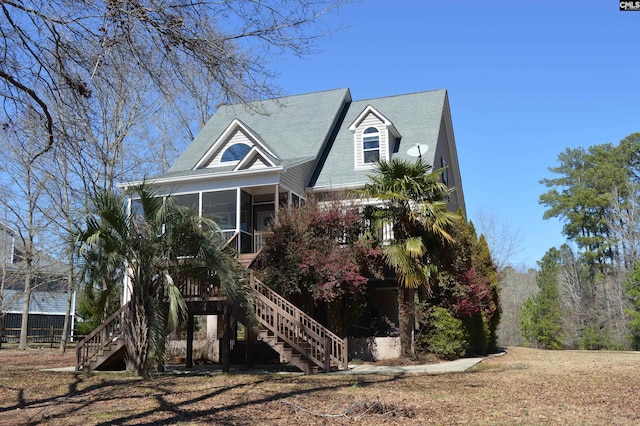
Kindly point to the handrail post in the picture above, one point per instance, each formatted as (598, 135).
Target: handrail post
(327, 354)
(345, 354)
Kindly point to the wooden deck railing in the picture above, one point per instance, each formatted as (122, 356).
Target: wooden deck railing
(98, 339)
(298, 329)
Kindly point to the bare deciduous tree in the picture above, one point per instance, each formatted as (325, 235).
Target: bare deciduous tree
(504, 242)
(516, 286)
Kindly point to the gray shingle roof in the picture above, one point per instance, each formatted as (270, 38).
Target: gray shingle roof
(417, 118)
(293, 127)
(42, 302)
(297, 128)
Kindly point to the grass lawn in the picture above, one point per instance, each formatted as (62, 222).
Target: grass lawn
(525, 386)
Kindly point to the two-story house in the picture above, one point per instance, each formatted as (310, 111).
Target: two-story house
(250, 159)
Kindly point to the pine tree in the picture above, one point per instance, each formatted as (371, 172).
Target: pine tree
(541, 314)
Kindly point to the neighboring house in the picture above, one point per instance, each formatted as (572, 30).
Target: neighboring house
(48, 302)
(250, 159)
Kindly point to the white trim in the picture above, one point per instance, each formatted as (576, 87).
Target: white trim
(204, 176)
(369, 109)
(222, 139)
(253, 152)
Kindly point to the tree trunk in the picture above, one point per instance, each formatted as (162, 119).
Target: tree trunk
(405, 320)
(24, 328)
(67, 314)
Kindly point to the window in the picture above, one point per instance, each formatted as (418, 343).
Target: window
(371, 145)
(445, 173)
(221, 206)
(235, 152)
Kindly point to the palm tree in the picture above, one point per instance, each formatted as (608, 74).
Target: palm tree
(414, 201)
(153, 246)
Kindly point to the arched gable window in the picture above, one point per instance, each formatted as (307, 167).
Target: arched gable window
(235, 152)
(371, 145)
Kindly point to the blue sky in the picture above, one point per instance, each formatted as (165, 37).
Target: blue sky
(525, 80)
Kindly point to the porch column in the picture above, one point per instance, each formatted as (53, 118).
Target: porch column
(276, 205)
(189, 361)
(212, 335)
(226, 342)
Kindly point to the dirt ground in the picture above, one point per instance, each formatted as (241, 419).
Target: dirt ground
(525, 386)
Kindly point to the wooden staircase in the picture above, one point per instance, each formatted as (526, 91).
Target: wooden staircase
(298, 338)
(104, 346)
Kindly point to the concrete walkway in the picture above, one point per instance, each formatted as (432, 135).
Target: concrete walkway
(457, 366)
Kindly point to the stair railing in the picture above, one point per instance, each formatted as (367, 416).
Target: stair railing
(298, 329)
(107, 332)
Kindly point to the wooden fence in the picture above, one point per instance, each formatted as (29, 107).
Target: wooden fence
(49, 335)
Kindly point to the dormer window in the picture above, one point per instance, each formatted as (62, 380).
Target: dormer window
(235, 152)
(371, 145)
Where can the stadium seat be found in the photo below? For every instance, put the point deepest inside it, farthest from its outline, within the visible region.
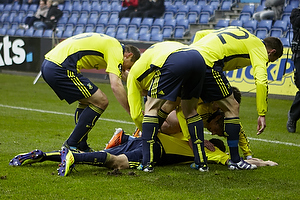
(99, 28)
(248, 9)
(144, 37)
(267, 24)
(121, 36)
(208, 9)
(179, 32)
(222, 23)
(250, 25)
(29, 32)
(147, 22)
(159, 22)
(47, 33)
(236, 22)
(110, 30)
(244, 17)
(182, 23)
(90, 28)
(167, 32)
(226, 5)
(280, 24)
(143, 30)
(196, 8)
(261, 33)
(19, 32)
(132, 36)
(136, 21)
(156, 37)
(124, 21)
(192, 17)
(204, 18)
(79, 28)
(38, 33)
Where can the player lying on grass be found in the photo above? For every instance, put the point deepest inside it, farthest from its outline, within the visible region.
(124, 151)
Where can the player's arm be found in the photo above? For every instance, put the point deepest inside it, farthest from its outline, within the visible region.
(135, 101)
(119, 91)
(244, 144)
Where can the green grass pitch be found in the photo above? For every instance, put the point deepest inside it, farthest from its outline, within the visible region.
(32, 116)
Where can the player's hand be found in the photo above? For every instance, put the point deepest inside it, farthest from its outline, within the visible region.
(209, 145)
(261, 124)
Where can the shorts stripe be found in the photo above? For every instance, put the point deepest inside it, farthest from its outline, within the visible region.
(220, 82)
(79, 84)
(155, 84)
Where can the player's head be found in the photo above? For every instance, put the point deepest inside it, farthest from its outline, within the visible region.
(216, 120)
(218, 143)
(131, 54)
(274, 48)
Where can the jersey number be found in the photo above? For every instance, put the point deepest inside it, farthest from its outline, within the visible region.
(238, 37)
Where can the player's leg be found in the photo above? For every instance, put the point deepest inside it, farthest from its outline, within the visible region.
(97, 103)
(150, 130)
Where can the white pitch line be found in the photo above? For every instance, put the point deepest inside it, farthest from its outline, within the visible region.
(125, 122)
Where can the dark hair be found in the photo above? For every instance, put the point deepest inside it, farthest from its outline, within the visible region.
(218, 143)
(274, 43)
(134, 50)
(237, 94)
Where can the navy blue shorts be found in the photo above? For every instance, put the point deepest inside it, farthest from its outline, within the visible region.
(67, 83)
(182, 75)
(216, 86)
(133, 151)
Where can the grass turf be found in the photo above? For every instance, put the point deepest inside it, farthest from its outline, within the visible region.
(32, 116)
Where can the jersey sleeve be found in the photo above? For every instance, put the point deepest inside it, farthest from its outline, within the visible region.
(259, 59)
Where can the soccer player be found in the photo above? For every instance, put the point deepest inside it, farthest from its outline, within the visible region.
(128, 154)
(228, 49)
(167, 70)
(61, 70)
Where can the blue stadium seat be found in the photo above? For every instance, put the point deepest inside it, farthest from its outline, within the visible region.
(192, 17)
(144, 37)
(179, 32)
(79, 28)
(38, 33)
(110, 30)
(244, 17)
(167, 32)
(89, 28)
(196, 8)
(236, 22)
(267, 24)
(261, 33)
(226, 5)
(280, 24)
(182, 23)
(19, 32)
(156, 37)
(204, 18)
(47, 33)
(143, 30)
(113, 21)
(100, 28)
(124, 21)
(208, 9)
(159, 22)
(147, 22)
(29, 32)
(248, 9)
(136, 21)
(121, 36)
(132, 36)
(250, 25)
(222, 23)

**WHAT TO DO**
Every record above must reappear exactly in the answer, minus its pictures.

**WORKED SOLUTION**
Kindly point to the handrail post in the picture above, one point per instance, each formatted as (598, 135).
Target: handrail post
(327, 354)
(345, 354)
Kindly point to the wooden deck railing in the picture above, one point per instance, each formatted as (122, 356).
Target: wooden deck railing
(98, 339)
(298, 329)
Kindly point to the bare deciduous tree in the picture above, one point per instance, each formatted as (325, 235).
Target: bare deciduous tree
(504, 242)
(516, 286)
Kindly point to the gray shingle roof in the picture above, one point per instance, each formatted as (270, 38).
Target: gray shingle roof
(417, 118)
(293, 127)
(42, 302)
(297, 128)
Kindly point to the grass lawn in the picture above, one point per instance, each formatted as (62, 222).
Target: grass lawn
(525, 386)
Kindly point to the two-story house in the picture above, one point per instance, each formatted as (310, 111).
Target: two-story house
(250, 159)
Kindly point to the pine tree in the picture above, one point per instance, each formatted as (371, 172).
Target: pine tree
(541, 314)
Kindly point to the neighboring house in the picture above, one point per instance, each formatted as (572, 30).
Target: neighboring house
(48, 302)
(250, 159)
Kindly point to the white trim in the picture above, one point per instance, each formatted as (576, 87).
Target: white trim
(204, 176)
(369, 109)
(222, 139)
(253, 152)
Kindly point to the tree trunk in the picture above, one point per instance, each formatted as (162, 119).
Target: tree trunk
(405, 320)
(24, 328)
(67, 314)
Kindly point to the window in the picture above, one point per instance, each formatted as (418, 343).
Target: window
(371, 145)
(445, 173)
(221, 206)
(235, 152)
Kindly point to the palm tree in the picture above, one point per instance, each formatted as (608, 74).
Target: palm tree
(414, 201)
(153, 246)
Kindly point to the arched gable window in the picture above, one point per instance, each formatted as (307, 167).
Target: arched gable window
(235, 152)
(371, 145)
Kindly point to the blue sky in the picture above, one point per instance, each formatted as (165, 37).
Target: blue sky
(525, 80)
Kindly point to the porch column in the picture above, one point per instance, each formatted as (53, 118).
Target: porch column
(276, 205)
(189, 361)
(212, 335)
(226, 342)
Kindly point to the dirt ground in the picture above, one point per instance, each formatted as (241, 419).
Target: dirt ground
(525, 386)
Kindly point to the wooden staircase in the picture above, one point per instance, each formatted as (526, 91).
Target: wooden staircase
(298, 338)
(104, 346)
Kindly point to the concrete walkway in the picture above, one point per instance, each formatted as (432, 135).
Target: concrete walkway
(457, 366)
Kindly point to the stair railing in the picture above, one point per instance, each formatted as (367, 416).
Target: stair railing
(298, 329)
(107, 332)
Kindly point to the wooden fence in the picture above, one point per instance, each formatted as (29, 107).
Target: wooden fence
(49, 335)
Kindly point to the dormer window in the picture above, one point per instance, each formatted as (62, 380).
Target: dormer window
(235, 152)
(371, 145)
Where can the stadium seat be found in the photo below? For every instance, put the point deepest inside it, farthest from its outline, within the visible region.
(99, 28)
(248, 9)
(144, 37)
(267, 24)
(121, 36)
(208, 9)
(179, 32)
(222, 23)
(250, 25)
(29, 32)
(147, 22)
(159, 22)
(47, 33)
(236, 22)
(110, 30)
(244, 17)
(182, 23)
(90, 28)
(167, 32)
(226, 5)
(280, 24)
(143, 30)
(196, 8)
(261, 33)
(19, 32)
(132, 36)
(136, 21)
(156, 37)
(124, 21)
(192, 17)
(204, 18)
(79, 28)
(38, 33)
Where can the player lying on grass be found in the photo above? For every instance, put the point deepest inside it, farthest from its outline, within the visible region.
(124, 151)
Where can the player's arm be found in the photo above? For every instance, put the point deepest inside it, farthest from its outline, within the visible region.
(135, 101)
(119, 91)
(244, 144)
Where can the green grass pitch be found in the photo above? For every instance, put the point deepest inside it, farthest from its outline, within the visible region.
(32, 116)
Where can the player's hand be found in the photo above? For every instance, put the point deepest inside it, farthest from its outline, within the visible region.
(209, 145)
(261, 124)
Where can the shorts stripe be found in the photo above? For every instance, put the point deepest inside it, farthest from its outline, within the visible region.
(220, 82)
(79, 84)
(155, 84)
Where can the player's head be found in the photo above? For every instance, put the point deepest inside it, farthest from its outline, within the visible region.
(216, 120)
(218, 143)
(131, 54)
(274, 48)
Where can the jersey number be found in the photo above? For every instance, put the point deepest inside it, farthest from its outline, within the visible region.
(238, 37)
Where can the player's leg be found in the photo above? For every instance, put the point deepest inside it, farthest from its outline, within the visible region.
(97, 103)
(150, 130)
Where can the white pitch line be found in the photo above? For every instance, put the point deepest inside it, farthest from its outline, within the visible region.
(125, 122)
Where can the dark hair be found in the photo above? For every instance, put the point deepest inside it, farthest from its outline, within the visible region.
(218, 143)
(274, 43)
(134, 50)
(237, 94)
Where can the navy blue shorts be found in the photo above? For every instance, put the point deepest inside it, farthest from its outline, within the visible region.
(67, 83)
(182, 75)
(216, 86)
(133, 151)
Where can the grass turf be found in the photo above? For every instance, put the point deepest inside it, farthest from its outline, within the visible region.
(32, 116)
Where can the jersey sleeve be found in the photo above? For every instance, put the point deepest inside it, farthest from its outline, within the visible region.
(259, 59)
Where can the soccer player be found in the photo above? For every instance, put the point deepest inside it, farthest from its outline, within the visible region.
(128, 154)
(228, 49)
(167, 70)
(61, 70)
Where can the blue stadium seat be found in the photo above? For every instance, put the point deepest inside it, farthest from its outline, within the visible region.
(192, 17)
(144, 37)
(179, 32)
(79, 28)
(38, 33)
(110, 30)
(244, 17)
(167, 32)
(89, 28)
(196, 8)
(236, 22)
(267, 24)
(261, 33)
(226, 5)
(280, 24)
(182, 23)
(19, 32)
(156, 37)
(204, 18)
(47, 33)
(143, 30)
(113, 21)
(100, 28)
(124, 21)
(208, 9)
(159, 22)
(147, 22)
(29, 32)
(248, 9)
(136, 21)
(121, 36)
(132, 36)
(250, 25)
(222, 23)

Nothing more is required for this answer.